AIM
Identify each line in the entries below that contains the string "rock" and copy those lines.

DATA FOR THE TASK
──────────

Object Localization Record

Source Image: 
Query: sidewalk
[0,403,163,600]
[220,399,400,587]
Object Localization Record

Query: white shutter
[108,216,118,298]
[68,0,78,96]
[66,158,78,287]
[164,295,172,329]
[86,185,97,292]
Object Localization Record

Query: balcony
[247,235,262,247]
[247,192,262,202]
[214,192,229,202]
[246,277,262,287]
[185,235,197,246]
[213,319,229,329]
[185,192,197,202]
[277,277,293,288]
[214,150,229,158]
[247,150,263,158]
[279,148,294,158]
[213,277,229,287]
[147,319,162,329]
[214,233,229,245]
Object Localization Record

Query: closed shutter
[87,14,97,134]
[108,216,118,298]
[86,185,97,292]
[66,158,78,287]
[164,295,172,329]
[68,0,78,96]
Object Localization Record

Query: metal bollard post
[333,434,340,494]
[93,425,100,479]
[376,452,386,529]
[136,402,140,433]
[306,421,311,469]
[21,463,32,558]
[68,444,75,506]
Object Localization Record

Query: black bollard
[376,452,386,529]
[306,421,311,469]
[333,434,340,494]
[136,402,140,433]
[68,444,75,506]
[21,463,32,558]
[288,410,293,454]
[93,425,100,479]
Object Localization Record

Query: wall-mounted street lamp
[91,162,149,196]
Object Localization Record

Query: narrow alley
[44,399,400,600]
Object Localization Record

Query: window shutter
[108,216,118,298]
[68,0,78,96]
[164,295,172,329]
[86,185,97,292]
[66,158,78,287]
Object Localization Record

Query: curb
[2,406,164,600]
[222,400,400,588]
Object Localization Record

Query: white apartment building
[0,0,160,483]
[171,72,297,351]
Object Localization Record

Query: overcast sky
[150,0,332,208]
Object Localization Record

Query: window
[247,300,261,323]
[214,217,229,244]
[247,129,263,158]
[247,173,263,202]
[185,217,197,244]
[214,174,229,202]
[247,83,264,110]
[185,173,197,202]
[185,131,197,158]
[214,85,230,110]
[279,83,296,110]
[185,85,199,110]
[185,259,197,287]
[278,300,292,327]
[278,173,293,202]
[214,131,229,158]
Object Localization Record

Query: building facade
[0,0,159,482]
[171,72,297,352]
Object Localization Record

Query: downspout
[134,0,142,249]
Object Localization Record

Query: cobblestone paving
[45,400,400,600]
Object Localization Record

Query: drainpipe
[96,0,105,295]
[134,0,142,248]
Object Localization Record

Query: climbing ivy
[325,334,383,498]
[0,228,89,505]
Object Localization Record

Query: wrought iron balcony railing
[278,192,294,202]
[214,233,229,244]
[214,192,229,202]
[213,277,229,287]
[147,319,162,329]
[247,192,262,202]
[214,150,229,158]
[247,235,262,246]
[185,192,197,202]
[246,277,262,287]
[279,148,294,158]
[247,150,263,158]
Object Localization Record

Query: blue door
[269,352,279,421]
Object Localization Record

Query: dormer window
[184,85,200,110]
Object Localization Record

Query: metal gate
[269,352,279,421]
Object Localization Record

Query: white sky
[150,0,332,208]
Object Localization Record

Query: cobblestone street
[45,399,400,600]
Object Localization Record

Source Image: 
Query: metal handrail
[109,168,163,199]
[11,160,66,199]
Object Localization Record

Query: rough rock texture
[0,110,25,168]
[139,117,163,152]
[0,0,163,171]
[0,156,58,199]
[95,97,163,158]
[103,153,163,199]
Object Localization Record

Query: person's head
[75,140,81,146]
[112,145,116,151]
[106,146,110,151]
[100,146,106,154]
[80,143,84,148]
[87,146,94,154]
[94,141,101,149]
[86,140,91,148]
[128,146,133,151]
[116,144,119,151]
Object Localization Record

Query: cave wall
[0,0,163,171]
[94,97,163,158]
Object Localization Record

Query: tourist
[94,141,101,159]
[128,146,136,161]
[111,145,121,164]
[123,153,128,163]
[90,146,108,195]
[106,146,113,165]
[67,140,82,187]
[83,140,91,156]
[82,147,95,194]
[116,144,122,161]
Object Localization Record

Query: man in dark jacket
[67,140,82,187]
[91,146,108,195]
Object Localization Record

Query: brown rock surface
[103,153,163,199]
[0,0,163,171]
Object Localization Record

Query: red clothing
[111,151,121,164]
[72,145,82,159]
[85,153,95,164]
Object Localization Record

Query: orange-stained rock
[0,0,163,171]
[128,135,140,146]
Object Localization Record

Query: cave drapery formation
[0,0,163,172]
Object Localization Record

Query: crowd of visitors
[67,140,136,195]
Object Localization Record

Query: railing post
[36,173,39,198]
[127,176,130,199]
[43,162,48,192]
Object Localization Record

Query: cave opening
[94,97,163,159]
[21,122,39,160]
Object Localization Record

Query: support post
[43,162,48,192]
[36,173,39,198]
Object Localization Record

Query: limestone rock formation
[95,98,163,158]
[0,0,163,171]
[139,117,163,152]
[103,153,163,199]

──────────

EXERCISE RESPONSE
Query: rough rock texture
Query: brown rock surface
Query: orange-stained rock
Query: limestone rock formation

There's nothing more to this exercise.